Reading passage:
>>>>>
The little café is right on a little two-lane road over the mountain. On this Sunday afternoon it was packed with motorcyclists. It’s owned and operated by this couple in their 50’s. The man is huge and loud and gruff and he and his wife both tease and joke with the customers and make it an experience to be there. They had incredibly delicious scones (hot biscuits, really, but don’t tell them. It sounds so much fancier when you call them scones.) with preserves and butter on them, and a nice hot cup of tea. Then we took our walk along the mountain path through the rainforest, past all the exotic bushes and trees with their above-ground root structures and unfamiliar berries. One kind of tree has a big parasitic vine that grows up around it and gets bigger and bigger until it kills the original tree and just leaves a hollowed out place in the middle of what looks like a big, twisted tree of its own. And of course it’s cool to look down at the steep, deep valley beside the path, that you know no picture would really adequately capture. Anyway, it was a nice little outing, and the glory of cell phones meant the kids could take a separate walk and still be back at the café when we wanted them there.

I still haven’t seen Jake’s report card, but the other kids have gotten theirs in the last day or two, so his should be here in the next day or two. It looks like my pink hair day will happen after Wesley gets here. Stay tuned.

02 December 2006

Adventures in Ordinary Life




This week’s photos are of Jake being Jake, the view from our bedroom window and the view from our front door.

This past week had some interesting moments. At lunch at school one day, some kid threw a piece of ice at another kid, as I understand it. The kid who got hit asked who did it. Some other kid jokingly replied “Texas”, meaning Jake. So the kid who got hit by the ice physically attacked Jake, who was apparently holding his own too well, so a friend of the attacker joined in. Jacob still acquitted himself well in the scuffle, despite being outnumbered in a surprise attack. He had a little mark on his cheek and a bump on the head, but wasn’t much worse for wear.

The amazing thing was that the school responded with common sense. Dallas area schools are firm believers in “zero tolerance for school violence”, by which they mean that they punish assailant and victim alike, and call the police when a 6-year-old kicks his teacher. I actually had personal experience of those things as a parent advocate in Dallas. In Jake’s case however, the school recognized that one kid was the innocent victim and the other two were unprovoked assailants and told Jake so, and expelled the other two kids. I love this country!

To make it even better, he had a number of friends offering to go beat up the assailants for him, which offers he of course declined. And the next day, he had to dispel the rumor that he had gone after the original assailant and beaten him up after school. So in one fell swoop he managed to be completely innocent while proving he can adequately defend himself if need be, he got to be gracious in response to the protective indignation of his friends, and he got to see the depth of devotion his new Australian friends feel for him.
<<<<<
Supplied records:
>>>>>
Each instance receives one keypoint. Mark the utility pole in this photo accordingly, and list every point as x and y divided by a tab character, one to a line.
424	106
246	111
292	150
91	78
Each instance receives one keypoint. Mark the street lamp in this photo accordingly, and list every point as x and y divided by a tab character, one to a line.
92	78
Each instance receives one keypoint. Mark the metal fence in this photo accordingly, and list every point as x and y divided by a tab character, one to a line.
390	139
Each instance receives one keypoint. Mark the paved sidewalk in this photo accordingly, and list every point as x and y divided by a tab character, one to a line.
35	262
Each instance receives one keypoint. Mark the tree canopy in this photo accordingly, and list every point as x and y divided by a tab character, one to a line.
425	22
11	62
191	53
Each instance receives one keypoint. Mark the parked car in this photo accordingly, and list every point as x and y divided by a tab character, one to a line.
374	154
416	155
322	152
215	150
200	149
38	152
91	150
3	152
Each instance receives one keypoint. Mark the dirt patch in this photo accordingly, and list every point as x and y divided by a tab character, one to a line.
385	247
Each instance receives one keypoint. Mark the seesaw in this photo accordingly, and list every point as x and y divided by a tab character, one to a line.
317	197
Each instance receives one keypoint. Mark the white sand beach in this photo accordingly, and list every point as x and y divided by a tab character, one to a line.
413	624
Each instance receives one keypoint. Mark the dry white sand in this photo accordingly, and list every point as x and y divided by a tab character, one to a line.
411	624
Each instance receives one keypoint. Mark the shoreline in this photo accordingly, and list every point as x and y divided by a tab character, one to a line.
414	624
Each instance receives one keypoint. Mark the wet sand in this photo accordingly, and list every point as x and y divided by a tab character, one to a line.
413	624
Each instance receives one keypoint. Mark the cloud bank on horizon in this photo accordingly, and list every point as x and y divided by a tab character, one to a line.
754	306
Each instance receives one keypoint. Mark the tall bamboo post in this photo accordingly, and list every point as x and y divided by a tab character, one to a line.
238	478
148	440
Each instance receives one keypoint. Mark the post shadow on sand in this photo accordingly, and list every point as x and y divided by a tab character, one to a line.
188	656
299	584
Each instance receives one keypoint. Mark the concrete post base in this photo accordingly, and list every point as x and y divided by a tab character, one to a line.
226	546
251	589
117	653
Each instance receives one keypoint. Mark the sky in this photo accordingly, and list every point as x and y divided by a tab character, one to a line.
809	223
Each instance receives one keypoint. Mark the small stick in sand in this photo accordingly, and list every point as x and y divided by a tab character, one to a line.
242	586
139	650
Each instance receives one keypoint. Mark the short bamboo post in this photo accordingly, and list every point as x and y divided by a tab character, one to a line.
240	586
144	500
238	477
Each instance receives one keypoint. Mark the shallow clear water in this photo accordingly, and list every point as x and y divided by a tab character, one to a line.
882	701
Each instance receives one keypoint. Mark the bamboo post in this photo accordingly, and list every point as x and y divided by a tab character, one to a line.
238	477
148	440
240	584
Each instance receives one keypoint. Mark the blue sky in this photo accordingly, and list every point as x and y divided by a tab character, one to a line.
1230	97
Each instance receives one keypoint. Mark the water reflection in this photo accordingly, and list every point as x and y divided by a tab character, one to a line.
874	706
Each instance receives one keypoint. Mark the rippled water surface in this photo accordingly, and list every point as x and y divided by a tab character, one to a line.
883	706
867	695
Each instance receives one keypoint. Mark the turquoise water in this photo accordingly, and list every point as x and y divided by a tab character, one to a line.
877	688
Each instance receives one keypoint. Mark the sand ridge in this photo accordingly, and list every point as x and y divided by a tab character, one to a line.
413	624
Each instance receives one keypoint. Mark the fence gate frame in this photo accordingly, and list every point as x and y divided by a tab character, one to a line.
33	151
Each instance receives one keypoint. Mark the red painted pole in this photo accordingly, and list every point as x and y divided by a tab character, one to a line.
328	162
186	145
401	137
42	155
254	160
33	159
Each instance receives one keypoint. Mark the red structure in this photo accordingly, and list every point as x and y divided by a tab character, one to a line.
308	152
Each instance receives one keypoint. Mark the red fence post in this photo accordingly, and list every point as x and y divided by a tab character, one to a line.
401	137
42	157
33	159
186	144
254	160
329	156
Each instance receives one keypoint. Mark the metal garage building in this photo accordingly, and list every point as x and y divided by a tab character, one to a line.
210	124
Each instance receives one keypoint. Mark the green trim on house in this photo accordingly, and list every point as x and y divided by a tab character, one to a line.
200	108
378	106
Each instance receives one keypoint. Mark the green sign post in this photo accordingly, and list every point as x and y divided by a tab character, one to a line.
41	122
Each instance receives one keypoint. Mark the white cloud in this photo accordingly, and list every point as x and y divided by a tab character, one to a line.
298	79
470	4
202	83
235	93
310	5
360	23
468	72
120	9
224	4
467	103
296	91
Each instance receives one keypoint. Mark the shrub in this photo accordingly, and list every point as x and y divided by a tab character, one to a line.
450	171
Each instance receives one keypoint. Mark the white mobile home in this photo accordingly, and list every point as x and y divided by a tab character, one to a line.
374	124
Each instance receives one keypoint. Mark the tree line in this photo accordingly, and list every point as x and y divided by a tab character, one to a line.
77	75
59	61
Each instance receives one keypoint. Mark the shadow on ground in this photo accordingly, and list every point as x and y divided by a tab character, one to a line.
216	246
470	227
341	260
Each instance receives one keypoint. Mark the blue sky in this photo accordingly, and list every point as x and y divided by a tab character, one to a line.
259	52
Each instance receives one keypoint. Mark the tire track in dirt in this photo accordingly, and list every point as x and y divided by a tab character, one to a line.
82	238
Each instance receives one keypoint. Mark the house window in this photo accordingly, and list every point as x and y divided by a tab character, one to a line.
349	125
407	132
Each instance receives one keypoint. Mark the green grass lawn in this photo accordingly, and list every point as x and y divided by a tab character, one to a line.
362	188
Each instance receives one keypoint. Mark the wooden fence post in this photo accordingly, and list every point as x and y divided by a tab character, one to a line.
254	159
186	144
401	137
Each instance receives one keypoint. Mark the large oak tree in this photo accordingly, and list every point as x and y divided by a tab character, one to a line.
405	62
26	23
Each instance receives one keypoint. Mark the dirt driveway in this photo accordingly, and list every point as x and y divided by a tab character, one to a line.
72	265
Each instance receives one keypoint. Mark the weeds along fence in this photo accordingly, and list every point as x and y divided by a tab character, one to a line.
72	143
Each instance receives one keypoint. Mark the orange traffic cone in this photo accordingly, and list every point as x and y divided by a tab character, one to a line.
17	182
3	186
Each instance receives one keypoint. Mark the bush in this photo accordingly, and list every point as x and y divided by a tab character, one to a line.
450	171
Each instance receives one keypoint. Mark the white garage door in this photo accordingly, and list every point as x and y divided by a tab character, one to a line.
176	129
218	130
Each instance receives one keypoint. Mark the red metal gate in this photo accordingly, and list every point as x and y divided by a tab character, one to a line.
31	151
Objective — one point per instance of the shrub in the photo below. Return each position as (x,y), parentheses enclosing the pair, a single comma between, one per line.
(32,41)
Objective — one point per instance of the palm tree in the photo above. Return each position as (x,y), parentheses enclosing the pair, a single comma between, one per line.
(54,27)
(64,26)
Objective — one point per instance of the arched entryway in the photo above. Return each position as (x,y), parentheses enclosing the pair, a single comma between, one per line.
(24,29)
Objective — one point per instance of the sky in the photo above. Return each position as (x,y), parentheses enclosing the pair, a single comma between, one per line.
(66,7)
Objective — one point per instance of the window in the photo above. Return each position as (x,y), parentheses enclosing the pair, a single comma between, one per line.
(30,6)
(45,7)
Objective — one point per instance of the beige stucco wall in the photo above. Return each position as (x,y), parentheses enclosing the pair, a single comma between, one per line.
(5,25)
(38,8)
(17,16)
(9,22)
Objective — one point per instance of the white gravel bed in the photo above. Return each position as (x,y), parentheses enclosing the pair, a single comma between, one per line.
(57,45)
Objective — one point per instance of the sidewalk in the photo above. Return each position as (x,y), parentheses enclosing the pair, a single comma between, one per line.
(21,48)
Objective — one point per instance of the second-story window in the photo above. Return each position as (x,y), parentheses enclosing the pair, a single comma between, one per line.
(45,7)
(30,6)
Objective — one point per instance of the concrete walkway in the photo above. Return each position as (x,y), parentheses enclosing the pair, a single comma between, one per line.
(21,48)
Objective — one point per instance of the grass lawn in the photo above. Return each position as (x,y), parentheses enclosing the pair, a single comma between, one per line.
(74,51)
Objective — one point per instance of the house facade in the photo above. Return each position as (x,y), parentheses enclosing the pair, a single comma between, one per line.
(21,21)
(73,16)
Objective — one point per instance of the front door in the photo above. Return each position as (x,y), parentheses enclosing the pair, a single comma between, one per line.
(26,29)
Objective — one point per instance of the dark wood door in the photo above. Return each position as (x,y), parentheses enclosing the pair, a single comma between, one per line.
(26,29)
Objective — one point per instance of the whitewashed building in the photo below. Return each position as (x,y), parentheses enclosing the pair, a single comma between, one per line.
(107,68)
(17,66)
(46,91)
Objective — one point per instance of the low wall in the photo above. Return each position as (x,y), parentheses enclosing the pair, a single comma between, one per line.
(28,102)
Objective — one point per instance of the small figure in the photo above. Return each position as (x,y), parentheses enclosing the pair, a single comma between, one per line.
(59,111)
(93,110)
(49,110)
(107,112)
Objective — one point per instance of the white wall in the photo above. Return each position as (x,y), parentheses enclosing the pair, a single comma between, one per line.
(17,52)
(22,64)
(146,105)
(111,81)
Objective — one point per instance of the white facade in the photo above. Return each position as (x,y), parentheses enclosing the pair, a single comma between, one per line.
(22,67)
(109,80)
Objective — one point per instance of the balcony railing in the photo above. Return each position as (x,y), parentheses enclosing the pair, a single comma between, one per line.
<<<<<
Actions to take:
(1) Answer these questions using the blog post:
(a) Who owns and runs the little café on the mountain road?
(b) What did the café serve with preserves and butter?
(c) What did the school do to the two kids who attacked Jake?
(2) Rewrite the blog post from "I still haven’t" up to and including "here. Stay tuned.", and replace "report card" with "progress report".
(3) Carry on the blog post from the point where it ends.

The responses:
(1)
(a) A couple in their 50's.
(b) Scones.
(c) It expelled them.

(2)
I still haven’t seen Jake’s progress report, but the other kids have gotten theirs in the last day or two, so his should be here in the next day or two. It looks like my pink hair day will happen after Wesley gets here. Stay tuned.

(3)
Karen would tell the story completely differently, of course, but to a father, it was a moment of pride more than horror.

Charlotte and Kaylah worked at the same store for the first time this week, but their schedules were so different that they actually worked together only 30 minutes the whole week. Karen distributed flyers in a couple of retirement communities a couple of weeks ago, offering to run errands and clean house for a fee. She got her first call back this week from that. And the substitute teaching looks like it’ll keep her reasonably busy right up until Wesley gets here from Texas 18 days from now! YEEHAH! We can’t wait. Life is good.

25 November 2006

Just Another Week at the Office




I didn’t take any photos again this week, so these are just random photos taken over the past couple of months. One is just Brady Hearn’s sweet face as he poses for a picture for his mama. The other two are of a bush turkey we frequently see in the park across the street from the house, and of me at the office. I trust you can tell which is which.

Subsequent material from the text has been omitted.